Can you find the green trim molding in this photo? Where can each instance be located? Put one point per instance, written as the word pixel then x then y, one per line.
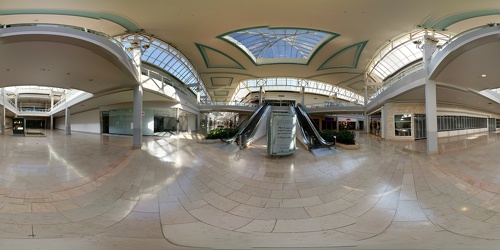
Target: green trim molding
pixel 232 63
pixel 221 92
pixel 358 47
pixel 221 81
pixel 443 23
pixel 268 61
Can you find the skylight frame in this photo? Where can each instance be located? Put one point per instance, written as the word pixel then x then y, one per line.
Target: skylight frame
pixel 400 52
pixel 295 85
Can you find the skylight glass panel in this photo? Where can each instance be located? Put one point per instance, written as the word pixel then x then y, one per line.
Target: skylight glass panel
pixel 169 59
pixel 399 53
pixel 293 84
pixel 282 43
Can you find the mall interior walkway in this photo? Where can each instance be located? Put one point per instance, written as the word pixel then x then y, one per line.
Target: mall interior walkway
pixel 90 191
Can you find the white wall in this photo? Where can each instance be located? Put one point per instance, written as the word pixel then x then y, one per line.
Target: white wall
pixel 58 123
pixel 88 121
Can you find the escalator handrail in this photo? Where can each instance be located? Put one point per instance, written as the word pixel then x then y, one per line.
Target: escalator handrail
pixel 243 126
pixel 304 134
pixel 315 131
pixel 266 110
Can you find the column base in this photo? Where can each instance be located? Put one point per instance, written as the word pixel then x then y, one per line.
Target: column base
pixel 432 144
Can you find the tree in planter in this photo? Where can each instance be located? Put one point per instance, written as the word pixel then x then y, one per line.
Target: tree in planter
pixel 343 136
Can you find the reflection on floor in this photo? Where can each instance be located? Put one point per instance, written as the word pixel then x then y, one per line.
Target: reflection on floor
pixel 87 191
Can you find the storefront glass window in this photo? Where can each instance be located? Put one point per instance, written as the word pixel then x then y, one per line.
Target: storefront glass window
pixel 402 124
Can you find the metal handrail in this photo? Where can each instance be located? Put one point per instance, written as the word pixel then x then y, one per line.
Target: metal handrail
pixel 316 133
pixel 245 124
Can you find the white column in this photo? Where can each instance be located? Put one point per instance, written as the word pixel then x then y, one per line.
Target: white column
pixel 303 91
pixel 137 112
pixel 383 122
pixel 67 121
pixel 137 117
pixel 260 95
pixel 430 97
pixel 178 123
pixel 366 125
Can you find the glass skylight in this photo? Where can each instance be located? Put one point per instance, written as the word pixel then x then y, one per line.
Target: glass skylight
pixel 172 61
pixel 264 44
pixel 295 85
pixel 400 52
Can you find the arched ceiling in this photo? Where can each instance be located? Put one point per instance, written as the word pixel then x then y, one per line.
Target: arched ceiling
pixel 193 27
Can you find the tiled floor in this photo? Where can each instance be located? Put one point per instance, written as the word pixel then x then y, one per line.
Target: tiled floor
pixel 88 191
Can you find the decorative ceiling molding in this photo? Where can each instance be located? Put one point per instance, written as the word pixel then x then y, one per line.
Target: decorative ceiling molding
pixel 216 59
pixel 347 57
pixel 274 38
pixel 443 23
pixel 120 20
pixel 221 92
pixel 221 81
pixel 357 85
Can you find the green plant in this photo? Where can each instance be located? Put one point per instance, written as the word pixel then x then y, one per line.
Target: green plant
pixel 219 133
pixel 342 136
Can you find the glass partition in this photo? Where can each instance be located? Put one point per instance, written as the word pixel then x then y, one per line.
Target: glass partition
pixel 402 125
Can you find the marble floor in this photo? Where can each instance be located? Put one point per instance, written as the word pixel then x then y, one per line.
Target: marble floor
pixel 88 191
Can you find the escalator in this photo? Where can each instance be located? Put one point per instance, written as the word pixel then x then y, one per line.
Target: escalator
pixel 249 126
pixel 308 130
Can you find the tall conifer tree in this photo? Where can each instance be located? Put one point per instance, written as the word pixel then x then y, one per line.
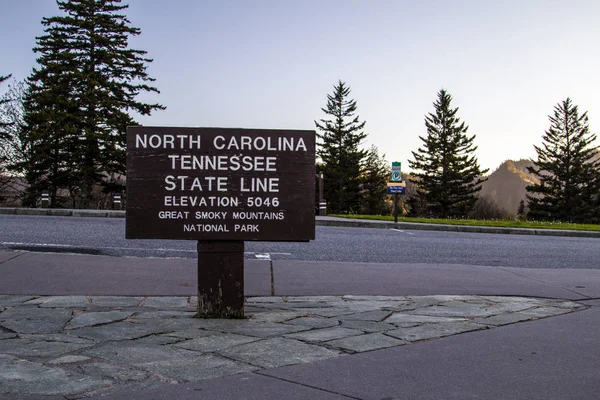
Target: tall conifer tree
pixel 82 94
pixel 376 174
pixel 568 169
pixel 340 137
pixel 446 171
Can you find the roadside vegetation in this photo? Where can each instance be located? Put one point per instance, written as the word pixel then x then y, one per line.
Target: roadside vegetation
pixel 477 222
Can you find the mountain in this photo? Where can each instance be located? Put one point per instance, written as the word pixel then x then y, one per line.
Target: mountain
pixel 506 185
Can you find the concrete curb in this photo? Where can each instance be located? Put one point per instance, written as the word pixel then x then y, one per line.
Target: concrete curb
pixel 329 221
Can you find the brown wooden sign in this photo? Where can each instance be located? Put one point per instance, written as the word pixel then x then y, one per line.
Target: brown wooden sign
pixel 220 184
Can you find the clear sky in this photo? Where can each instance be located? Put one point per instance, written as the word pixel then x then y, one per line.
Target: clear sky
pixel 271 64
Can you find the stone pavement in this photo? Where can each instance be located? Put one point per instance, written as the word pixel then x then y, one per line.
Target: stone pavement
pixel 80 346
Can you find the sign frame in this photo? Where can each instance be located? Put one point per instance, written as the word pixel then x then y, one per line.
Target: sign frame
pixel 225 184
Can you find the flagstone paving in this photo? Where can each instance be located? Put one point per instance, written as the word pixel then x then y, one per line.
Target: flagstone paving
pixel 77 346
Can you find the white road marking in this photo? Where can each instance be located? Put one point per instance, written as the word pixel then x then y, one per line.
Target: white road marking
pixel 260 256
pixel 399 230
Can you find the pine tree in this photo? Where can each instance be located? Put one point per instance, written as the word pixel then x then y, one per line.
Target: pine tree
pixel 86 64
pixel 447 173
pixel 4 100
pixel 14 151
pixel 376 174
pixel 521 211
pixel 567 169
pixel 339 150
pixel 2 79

...

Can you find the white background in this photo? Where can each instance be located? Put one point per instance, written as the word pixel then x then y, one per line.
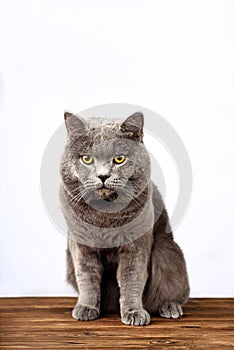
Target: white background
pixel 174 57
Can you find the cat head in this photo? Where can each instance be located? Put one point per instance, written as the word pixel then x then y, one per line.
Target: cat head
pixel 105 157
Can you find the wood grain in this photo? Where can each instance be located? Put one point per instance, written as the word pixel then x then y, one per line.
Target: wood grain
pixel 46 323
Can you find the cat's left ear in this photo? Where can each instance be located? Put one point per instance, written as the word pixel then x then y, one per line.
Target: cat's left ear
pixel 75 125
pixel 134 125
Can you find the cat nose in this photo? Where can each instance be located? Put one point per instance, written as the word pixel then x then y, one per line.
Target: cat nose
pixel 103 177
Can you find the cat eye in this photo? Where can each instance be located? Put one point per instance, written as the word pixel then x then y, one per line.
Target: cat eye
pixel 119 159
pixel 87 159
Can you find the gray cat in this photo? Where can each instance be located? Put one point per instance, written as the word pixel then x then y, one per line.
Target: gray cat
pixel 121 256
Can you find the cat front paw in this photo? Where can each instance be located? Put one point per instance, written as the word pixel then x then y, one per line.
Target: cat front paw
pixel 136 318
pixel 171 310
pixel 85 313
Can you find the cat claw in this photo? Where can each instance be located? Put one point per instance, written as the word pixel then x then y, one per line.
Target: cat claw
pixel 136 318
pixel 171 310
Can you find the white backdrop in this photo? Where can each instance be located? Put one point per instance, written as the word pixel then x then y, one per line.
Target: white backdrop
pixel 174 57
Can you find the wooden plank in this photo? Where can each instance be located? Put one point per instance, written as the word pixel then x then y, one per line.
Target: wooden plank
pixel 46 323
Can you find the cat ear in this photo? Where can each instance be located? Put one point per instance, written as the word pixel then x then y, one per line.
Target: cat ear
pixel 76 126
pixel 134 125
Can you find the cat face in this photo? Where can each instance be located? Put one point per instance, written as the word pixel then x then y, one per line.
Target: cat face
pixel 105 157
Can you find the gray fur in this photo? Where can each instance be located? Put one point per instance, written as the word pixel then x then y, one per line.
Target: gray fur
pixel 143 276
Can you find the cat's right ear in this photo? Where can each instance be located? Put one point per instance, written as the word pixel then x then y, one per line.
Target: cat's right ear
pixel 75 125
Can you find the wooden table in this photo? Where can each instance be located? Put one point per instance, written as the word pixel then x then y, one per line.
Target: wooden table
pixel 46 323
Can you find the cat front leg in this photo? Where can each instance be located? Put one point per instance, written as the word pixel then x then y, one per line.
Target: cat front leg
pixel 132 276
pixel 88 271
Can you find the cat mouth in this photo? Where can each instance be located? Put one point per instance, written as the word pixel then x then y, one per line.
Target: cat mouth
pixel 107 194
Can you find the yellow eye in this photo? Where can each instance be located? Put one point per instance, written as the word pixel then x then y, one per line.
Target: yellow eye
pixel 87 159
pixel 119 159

*Work task:* From the line holding "Can you find the escalator in" to the line holding "Can you find the tall", inclusive, restate each line above exactly as written.

*Problem solution:*
Can you find the escalator in this photo? Where can each instance be located? Put one point per instance, written as the word pixel then x then y, one per line.
Target: escalator
pixel 249 126
pixel 308 130
Can you find the tall conifer tree in this photo? Where can each instance be located? Put one point per instance, written as the word pixel then x then y, one per line.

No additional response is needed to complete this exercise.